- Task directions
Reproduce every one of the entries below word for word, omitting the pictures.
***** Data entries
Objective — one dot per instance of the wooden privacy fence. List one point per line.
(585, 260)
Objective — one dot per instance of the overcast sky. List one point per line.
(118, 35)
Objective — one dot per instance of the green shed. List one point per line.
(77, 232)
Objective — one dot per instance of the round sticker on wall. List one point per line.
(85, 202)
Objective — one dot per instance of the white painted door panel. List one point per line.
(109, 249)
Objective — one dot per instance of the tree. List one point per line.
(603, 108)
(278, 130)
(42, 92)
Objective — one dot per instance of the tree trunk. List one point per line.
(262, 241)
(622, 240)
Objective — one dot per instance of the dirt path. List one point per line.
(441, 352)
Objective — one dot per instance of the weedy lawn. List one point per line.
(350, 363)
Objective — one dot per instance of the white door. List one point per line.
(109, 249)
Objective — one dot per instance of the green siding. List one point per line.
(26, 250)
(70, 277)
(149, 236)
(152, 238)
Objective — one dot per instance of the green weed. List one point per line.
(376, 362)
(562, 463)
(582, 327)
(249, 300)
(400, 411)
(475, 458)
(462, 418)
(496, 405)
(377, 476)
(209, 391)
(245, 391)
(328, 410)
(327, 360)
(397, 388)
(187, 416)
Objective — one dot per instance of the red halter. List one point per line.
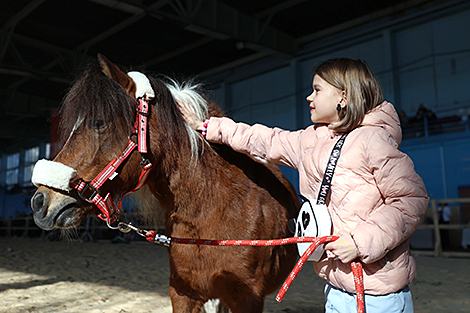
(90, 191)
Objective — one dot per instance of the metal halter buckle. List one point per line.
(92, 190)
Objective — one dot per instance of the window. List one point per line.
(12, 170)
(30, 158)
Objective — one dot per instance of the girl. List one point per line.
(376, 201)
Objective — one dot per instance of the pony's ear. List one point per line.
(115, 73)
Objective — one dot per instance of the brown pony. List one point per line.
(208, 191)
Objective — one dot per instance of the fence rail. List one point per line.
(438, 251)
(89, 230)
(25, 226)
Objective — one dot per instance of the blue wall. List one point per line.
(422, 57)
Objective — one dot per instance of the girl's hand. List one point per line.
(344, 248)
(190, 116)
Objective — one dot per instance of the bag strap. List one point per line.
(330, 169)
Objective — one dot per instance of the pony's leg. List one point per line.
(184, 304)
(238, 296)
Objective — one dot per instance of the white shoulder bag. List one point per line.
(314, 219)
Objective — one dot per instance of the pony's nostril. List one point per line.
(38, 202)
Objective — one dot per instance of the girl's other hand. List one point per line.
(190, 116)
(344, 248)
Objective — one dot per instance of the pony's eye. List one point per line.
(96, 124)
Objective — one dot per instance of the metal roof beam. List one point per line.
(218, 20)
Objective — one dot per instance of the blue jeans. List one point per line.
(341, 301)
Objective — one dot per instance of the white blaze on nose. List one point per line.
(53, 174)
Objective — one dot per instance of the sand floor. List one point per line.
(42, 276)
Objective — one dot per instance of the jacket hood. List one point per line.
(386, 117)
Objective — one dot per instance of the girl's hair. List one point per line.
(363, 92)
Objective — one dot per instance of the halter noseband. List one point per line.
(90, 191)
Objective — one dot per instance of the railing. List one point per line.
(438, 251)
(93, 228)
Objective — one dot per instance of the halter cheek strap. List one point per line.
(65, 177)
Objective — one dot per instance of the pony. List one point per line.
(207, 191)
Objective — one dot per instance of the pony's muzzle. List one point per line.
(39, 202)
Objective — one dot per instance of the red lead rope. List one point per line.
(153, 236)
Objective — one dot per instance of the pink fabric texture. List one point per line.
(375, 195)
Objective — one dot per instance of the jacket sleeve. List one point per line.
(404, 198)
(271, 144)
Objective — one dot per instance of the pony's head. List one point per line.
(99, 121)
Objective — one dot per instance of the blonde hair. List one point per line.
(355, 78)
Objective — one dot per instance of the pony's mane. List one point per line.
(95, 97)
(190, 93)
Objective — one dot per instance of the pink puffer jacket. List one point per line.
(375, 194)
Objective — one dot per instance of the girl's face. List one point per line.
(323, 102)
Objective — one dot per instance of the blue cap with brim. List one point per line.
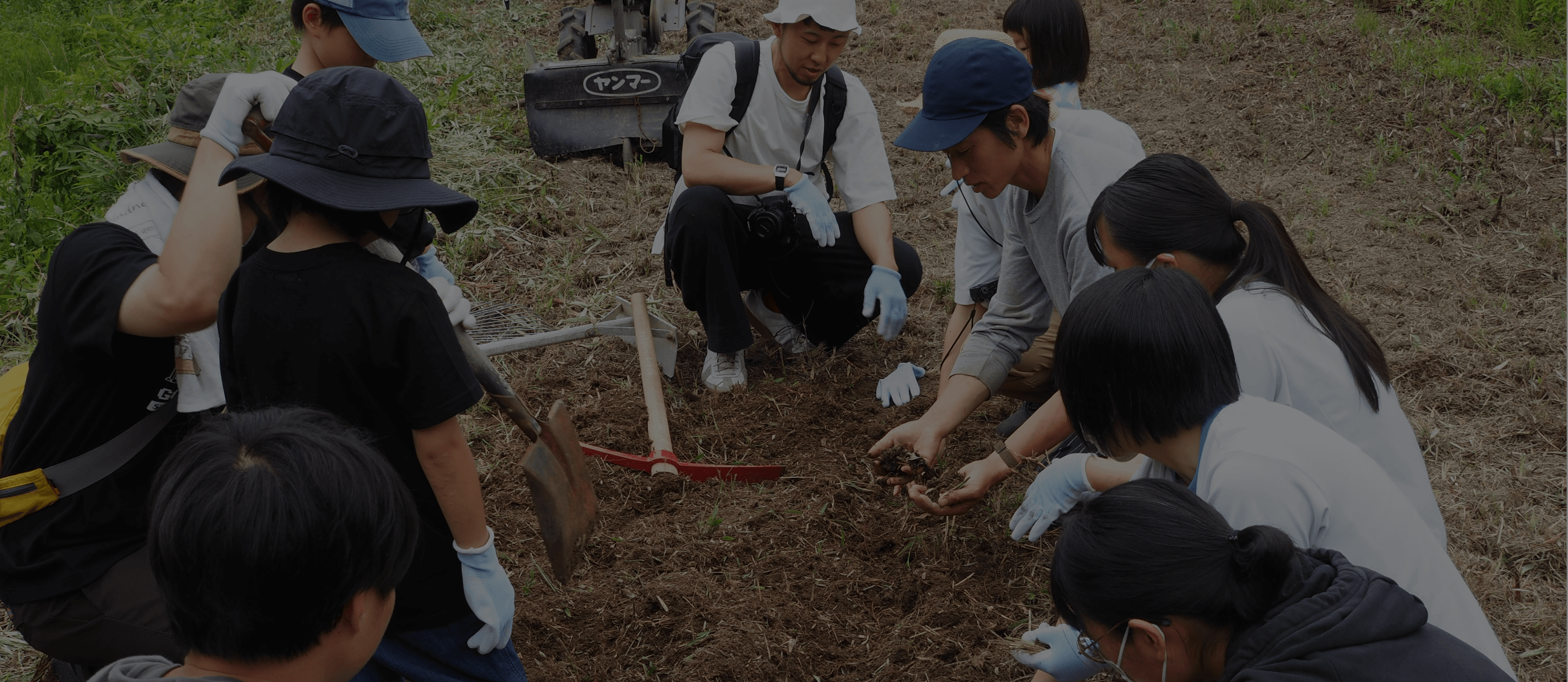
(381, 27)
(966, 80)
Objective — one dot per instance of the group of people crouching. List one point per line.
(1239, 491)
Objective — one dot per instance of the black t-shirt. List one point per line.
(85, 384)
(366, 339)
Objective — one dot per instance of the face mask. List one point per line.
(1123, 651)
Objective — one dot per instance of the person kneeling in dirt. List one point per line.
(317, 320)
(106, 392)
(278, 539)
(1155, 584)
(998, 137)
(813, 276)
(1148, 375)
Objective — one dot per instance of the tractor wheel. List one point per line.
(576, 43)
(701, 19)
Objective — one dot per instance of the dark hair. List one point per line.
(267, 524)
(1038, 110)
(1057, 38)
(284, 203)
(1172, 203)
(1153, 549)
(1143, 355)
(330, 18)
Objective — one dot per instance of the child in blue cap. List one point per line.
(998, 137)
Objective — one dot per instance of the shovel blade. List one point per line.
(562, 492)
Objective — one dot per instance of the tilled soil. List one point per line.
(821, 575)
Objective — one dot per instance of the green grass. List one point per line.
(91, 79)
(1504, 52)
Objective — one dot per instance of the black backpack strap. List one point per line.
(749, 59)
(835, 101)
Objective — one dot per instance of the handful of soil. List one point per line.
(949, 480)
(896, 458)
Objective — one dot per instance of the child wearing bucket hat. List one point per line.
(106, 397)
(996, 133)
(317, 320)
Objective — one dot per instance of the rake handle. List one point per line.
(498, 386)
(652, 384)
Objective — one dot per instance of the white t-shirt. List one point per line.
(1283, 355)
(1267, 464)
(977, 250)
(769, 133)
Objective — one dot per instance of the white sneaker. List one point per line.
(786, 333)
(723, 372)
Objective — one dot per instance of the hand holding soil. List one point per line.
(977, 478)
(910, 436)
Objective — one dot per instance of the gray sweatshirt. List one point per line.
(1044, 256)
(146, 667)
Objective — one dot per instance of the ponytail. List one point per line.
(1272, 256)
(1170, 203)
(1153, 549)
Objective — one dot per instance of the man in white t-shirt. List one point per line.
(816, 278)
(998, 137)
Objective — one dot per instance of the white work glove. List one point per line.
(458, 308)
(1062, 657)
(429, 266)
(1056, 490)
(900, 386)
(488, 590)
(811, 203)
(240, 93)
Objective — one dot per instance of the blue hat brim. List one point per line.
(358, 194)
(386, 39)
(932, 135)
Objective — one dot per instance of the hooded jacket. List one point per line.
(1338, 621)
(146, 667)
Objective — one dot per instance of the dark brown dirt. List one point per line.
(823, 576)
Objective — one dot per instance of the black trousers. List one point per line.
**********
- Task solution
Objective — one dot per instance of the wooden privacy fence. List one point per line.
(585, 260)
Objective — one dot per instance of the overcast sky. List one point per line.
(118, 35)
Objective — one dot per instance of the green shed. List one point per line.
(77, 232)
Objective — one dot per instance of the round sticker on wall. List one point per line.
(85, 202)
Objective — one dot per instance of the white painted door panel. List one point per line.
(109, 249)
Objective — one dot per instance of the tree. List one point per line.
(603, 108)
(278, 130)
(42, 92)
Objective — one dot per instance of the tree trunk. List one point per line.
(262, 241)
(622, 240)
Objective — one dot per instance of the dirt path. List one point per line.
(441, 352)
Objective — one dot per instance of the weedy lawn. List one point per line.
(350, 363)
Objective — one dot per instance of the white door. List one point per line.
(109, 249)
Objective — one dot per instance of the green siding. List one point per line.
(26, 250)
(70, 277)
(149, 236)
(152, 238)
Objective — one dot per instance of the green weed. List one point per line.
(376, 362)
(562, 463)
(582, 327)
(249, 300)
(400, 411)
(475, 458)
(462, 418)
(496, 405)
(377, 476)
(209, 391)
(245, 391)
(328, 410)
(327, 360)
(397, 388)
(187, 416)
Objective — one dot per instance of the red halter. List one point per line.
(90, 191)
Objective — one dot per instance of the metal halter buckle. List one point per line.
(92, 190)
Objective — one dot per instance of the window. List one point per line.
(12, 170)
(30, 158)
Objective — one dot per instance of the girl. List one point per line.
(376, 201)
Objective — one dot per instance of the pony's ear. List one point per line.
(115, 73)
Objective — one dot per instance of the brown pony. List one point per line.
(208, 191)
Objective — one dot per instance of the fence rail. List one point per line.
(438, 251)
(89, 230)
(25, 226)
Objective — one dot per instance of the blue wall. List one point per line.
(422, 57)
Objective — one dot per instance of the girl's hand. List one point per line.
(344, 248)
(190, 116)
Objective — one dot per instance of the bag strap. List one point per line.
(330, 169)
Objective — one dot per instance of the pony's leg. List one point per line.
(184, 304)
(238, 296)
Objective — one dot per instance of the white shoulder bag. List one point per line.
(314, 219)
Objective — one dot per instance of the pony's nostril. List one point per line.
(38, 202)
Objective — one dot per instance of the girl's other hand. List one point per line.
(190, 116)
(344, 248)
Objective — one dot per instance of the pony's eye. List one point per line.
(96, 124)
Objective — one dot per instance of the metal roof beam. List one point per line.
(218, 20)
Objective — one dot per instance of the blue jeans. List one point per line.
(341, 301)
Objective — one dot per instance of the white blaze on nose. List one point per line.
(53, 174)
Objective — one dot per instance of the sand floor. List one point per line.
(42, 276)
Objective — one dot per instance of the jacket hood. List one point per line.
(386, 117)
Objective — one dot per instance of the girl's hair. List one point per line.
(363, 92)
Objective — one dot per instance of the halter noseband. List one point per line.
(90, 191)
Objective — one dot per instance of the railing. List one point per line.
(438, 251)
(93, 228)
Objective — one dot per instance of the halter cheek strap. List one point per line.
(65, 177)
Objective — one dot per instance of the pony. List one point per line.
(207, 191)
Objective — one dot per instance of the pony's muzzle. List one point per line.
(39, 202)
Objective — one dot per instance of the red lead rope. List one point per line.
(153, 236)
Objective — one dot per instance of the pink fabric texture. List one point per line.
(375, 195)
Objective — one dot per instance of the jacket sleeve. List one point per line.
(404, 198)
(271, 144)
Objective — one dot per instance of the pony's head. List one point per line.
(99, 121)
Objective — one dot per instance of the blonde hair. List one point per line.
(355, 78)
Objective — one dot per instance of the pony's mane. List one point per line.
(95, 97)
(190, 93)
Objective — one dot per instance of the pink puffer jacket. List one point per line.
(375, 194)
Objective — one dot per instance of the girl's face. List one point per line.
(323, 102)
Objective — one dot per instance of the blue cap with brim. List one point per line.
(381, 27)
(966, 80)
Objective — one dot per instance of the group of people crouching. List one point per line.
(1239, 491)
Objective — one dot per instance of the black t-shirt. List one point per line.
(85, 384)
(366, 339)
Objective — one dot per instance of the face mask. List one point per line.
(1123, 651)
Objective — one dot per instance of the person kneeling in dirt. List one point per line.
(317, 320)
(106, 392)
(278, 539)
(1155, 584)
(998, 137)
(813, 276)
(1148, 375)
Objective — one dot per instance of the tractor wheel. List one point per line.
(576, 43)
(701, 19)
Objective — one dot per instance of the dark hair. List one point per line.
(267, 524)
(1038, 110)
(1057, 38)
(284, 203)
(1172, 203)
(1153, 549)
(1143, 355)
(330, 18)
Objective — one dot per instance of the child in blue cap. List one point per line.
(998, 137)
Objective — one dot per instance of the shovel blade. List one point per line.
(562, 492)
Objective — one dot per instance of the tilled soil. List one point per line.
(821, 575)
Objective — one dot per instance of the green grass. List one point per line.
(91, 79)
(1504, 52)
Objective — one dot per instance of the black backpack strap. List one point per line.
(749, 59)
(835, 101)
Objective — one dot per instance of the handful of soil. List one point per line.
(949, 480)
(896, 458)
Objective — one dot per instance of the child wearing bucket hat. List one point per line.
(106, 397)
(996, 133)
(317, 320)
Objective — one dot per instance of the rake handle. List one point per line.
(498, 386)
(652, 384)
Objective — one dot per instance of the white t-shirt. List one point per line.
(1283, 355)
(1267, 464)
(977, 250)
(769, 133)
Objective — one dot per instance of the white sneaker. List one point per line.
(786, 333)
(723, 372)
Objective — one dot per instance of the hand holding soil. List one point per line.
(977, 478)
(910, 436)
Objective — one dot per instance of the gray sweatshirt. List one point per line.
(1044, 256)
(146, 667)
Objective — one dot per instance of the ponytail. List one point per line.
(1272, 256)
(1170, 203)
(1153, 549)
Objective — one dot per instance of the man in white t-shirt. List one point per line.
(816, 278)
(998, 137)
Objective — one dot per instance of the white work glove. List one point per line.
(458, 308)
(1062, 657)
(429, 266)
(1056, 490)
(900, 386)
(488, 590)
(811, 203)
(240, 93)
Objective — one dot per instance of the blue hat brim. List one point per line.
(358, 194)
(386, 39)
(932, 135)
Objective — one dot per instance of the hooded jacket. List one point per line.
(1338, 621)
(146, 667)
Objective — one dot per instance of the dark brown dirt. List one point per line.
(823, 576)
Objective — one dot per instance of the black trousers. List one point per line.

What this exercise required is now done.